* **Source data**:

========================

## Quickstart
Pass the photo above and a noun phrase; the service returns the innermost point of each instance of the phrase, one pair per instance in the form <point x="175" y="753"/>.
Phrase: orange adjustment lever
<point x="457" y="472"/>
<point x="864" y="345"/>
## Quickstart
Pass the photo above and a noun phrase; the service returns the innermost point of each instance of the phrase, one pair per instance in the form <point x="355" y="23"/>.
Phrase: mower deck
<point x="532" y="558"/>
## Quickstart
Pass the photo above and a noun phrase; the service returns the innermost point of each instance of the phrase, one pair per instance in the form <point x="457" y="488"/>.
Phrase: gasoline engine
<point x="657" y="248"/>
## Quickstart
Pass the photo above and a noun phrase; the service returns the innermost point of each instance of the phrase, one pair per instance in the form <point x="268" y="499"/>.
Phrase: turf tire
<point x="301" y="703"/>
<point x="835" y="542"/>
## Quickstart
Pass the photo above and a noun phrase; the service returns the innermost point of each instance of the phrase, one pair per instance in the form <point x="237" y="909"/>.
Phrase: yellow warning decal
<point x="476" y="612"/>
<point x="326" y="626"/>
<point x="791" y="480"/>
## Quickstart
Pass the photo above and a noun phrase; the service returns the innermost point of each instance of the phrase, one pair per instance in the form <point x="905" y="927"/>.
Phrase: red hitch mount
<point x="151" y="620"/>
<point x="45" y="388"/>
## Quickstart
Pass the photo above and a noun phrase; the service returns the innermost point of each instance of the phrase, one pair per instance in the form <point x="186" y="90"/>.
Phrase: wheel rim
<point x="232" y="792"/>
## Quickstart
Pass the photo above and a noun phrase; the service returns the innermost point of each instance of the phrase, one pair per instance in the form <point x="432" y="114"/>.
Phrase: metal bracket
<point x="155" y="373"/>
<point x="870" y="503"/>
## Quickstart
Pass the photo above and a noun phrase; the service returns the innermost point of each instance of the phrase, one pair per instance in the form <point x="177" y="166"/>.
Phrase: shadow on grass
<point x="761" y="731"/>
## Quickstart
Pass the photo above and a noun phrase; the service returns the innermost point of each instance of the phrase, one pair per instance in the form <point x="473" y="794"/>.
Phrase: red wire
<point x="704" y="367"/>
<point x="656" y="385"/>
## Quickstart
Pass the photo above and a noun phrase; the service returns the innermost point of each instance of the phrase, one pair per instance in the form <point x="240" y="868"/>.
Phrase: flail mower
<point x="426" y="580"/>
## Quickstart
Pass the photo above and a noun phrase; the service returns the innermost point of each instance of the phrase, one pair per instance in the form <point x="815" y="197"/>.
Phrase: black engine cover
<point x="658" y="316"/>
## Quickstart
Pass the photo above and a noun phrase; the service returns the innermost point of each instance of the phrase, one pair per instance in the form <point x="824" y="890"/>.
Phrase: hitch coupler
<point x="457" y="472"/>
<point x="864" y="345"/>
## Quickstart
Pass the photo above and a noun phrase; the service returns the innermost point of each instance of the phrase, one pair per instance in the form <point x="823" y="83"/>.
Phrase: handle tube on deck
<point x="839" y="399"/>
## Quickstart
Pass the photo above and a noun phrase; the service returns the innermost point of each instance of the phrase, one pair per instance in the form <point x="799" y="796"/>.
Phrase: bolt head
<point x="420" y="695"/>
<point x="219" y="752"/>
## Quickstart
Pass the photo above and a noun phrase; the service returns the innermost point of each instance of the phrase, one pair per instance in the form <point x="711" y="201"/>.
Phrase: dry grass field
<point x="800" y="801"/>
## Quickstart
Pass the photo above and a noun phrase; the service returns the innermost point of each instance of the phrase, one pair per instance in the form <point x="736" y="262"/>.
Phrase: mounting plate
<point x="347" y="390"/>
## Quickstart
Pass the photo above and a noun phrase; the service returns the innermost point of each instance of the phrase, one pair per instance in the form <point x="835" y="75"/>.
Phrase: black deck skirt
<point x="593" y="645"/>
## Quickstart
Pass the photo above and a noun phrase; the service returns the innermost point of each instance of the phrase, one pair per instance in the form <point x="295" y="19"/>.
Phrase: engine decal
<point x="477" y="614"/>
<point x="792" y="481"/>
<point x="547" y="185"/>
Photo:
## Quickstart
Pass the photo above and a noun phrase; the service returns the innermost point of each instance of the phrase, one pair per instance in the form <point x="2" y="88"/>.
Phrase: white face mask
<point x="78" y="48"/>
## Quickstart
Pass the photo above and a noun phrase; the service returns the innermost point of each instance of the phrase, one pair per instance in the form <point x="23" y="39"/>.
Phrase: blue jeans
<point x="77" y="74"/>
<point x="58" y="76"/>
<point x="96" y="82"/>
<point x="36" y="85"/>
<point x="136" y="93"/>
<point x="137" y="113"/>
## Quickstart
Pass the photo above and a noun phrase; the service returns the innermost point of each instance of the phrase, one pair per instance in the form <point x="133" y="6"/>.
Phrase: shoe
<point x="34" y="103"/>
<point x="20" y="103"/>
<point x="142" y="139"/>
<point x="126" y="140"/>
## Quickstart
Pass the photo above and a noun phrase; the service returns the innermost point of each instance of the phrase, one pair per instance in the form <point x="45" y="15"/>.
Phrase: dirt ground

========================

* **What the task asks**:
Return each entry from above without altering a single character.

* **Full solution**:
## Quickstart
Pass the photo above and a noun phrase; the service returns the innermost point of each instance of the phrase, one pair per instance in the form <point x="175" y="753"/>.
Phrase: orange adjustment lever
<point x="457" y="472"/>
<point x="864" y="345"/>
## Quickstart
Pass the photo above and a noun phrase; the service returns the innermost point of each instance of the phrase, one pair per instance in the form <point x="355" y="23"/>.
Phrase: mower deck
<point x="532" y="558"/>
## Quickstart
Pass the photo above and a noun phrase; the service returns the innermost point of each instance of the phrase, one pair per instance in the form <point x="457" y="488"/>.
Phrase: gasoline engine
<point x="657" y="248"/>
## Quickstart
Pass the photo above and a noun phrase; the service returns the innermost point of each instance of the phrase, one pair per instance in the form <point x="268" y="499"/>.
Phrase: turf tire
<point x="301" y="703"/>
<point x="835" y="542"/>
## Quickstart
Pass the photo above and a noun phrase; the service returns the innermost point of each instance of the phrase, one pair per instance in the form <point x="237" y="909"/>.
Phrase: yellow warning decal
<point x="476" y="612"/>
<point x="326" y="626"/>
<point x="791" y="480"/>
## Quickstart
Pass the photo above and a noun phrase; the service returns the innermost point of each instance of the phrase, one pair per instance in the form <point x="905" y="927"/>.
Phrase: red hitch mount
<point x="151" y="620"/>
<point x="45" y="388"/>
## Quickstart
Pass the photo above and a noun phrase; the service returns the innermost point of each instance of the phrase, one pair per instance in the form <point x="186" y="90"/>.
Phrase: wheel rim
<point x="232" y="792"/>
## Quickstart
Pass the photo above and a noun phrase; the service returns the innermost point of each instance of the phrase, one pair per instance in the form <point x="432" y="114"/>.
Phrase: metal bracket
<point x="155" y="373"/>
<point x="870" y="503"/>
## Quickstart
Pass the photo above and a noun phrase; the service returns the innermost point of each instance of the phrase, one pair per instance in the form <point x="177" y="166"/>.
Phrase: shadow on grass
<point x="761" y="731"/>
## Quickstart
Pass the photo above and a noun phrase; the service returns the innermost point of each instance of the phrase, one pair per instance in the form <point x="473" y="794"/>.
Phrase: red wire
<point x="704" y="367"/>
<point x="656" y="385"/>
## Quickstart
Pass the photo above and a noun phrase; the service returns the innermost point of each instance of the phrase, one pair per instance in the form <point x="240" y="868"/>.
Phrase: flail mower
<point x="426" y="580"/>
## Quickstart
Pass the photo above and a noun phrase; the service returns the innermost point of each instance of the phrase, one pair per instance in the form <point x="815" y="197"/>.
Phrase: black engine cover
<point x="658" y="316"/>
## Quickstart
Pass the photo above and a noun phrase; the service returns the innermost point of each instance of the phrase, one pair per instance in the form <point x="824" y="890"/>.
Phrase: hitch coupler
<point x="457" y="472"/>
<point x="864" y="345"/>
## Quickstart
Pass the photo above and a noun phrase; the service returns the innermost point of each instance of the phrase, one pair per instance in the form <point x="823" y="83"/>.
Phrase: handle tube on deck
<point x="839" y="399"/>
## Quickstart
Pass the photo above and a noun phrase; the service returns the innermost point of each instance of the phrase, one pair per instance in the form <point x="799" y="796"/>.
Phrase: bolt head
<point x="420" y="695"/>
<point x="219" y="752"/>
## Quickstart
Pass the photo above and a noun phrase; the service returns the innermost point of each instance of the phrase, one pair per instance in the form <point x="711" y="201"/>.
Phrase: dry grass field
<point x="800" y="801"/>
## Quickstart
Pass the photo above and a noun phrase; the service returns the innermost point of each instance of the phrase, one pair per instance in the form <point x="736" y="262"/>.
Phrase: mounting plate
<point x="347" y="390"/>
## Quickstart
Pass the photo above and a noun phrase; the service returns the innermost point of each instance of the phrase, one pair per instance in the form <point x="835" y="75"/>.
Phrase: black deck skirt
<point x="593" y="645"/>
## Quickstart
Pass the photo above and a noun phrase; the service returns the innermost point of each instance of the phrase, one pair per instance in the form <point x="295" y="19"/>.
Phrase: engine decal
<point x="477" y="614"/>
<point x="792" y="481"/>
<point x="547" y="185"/>
Photo:
## Quickstart
Pass the photo above and a noun phrase; the service returns the innermost point of each instance of the phrase, one pair per instance in the form <point x="2" y="88"/>.
Phrase: white face mask
<point x="78" y="48"/>
## Quickstart
Pass the photo above and a noun phrase; the service returns the innermost point of each instance of the phrase, one pair per instance in the form <point x="23" y="39"/>.
Phrase: blue jeans
<point x="77" y="74"/>
<point x="58" y="76"/>
<point x="96" y="82"/>
<point x="36" y="85"/>
<point x="136" y="93"/>
<point x="137" y="113"/>
## Quickstart
Pass the photo above and a noun phrase; the service returns the innermost point of each instance of the phrase, one pair per instance in the form <point x="133" y="6"/>.
Phrase: shoe
<point x="34" y="103"/>
<point x="20" y="103"/>
<point x="142" y="139"/>
<point x="126" y="140"/>
## Quickstart
Pass the photo above and a noun phrase; the service returns the innermost point of each instance of the phrase, one pair per instance in the form <point x="45" y="15"/>.
Phrase: dirt ground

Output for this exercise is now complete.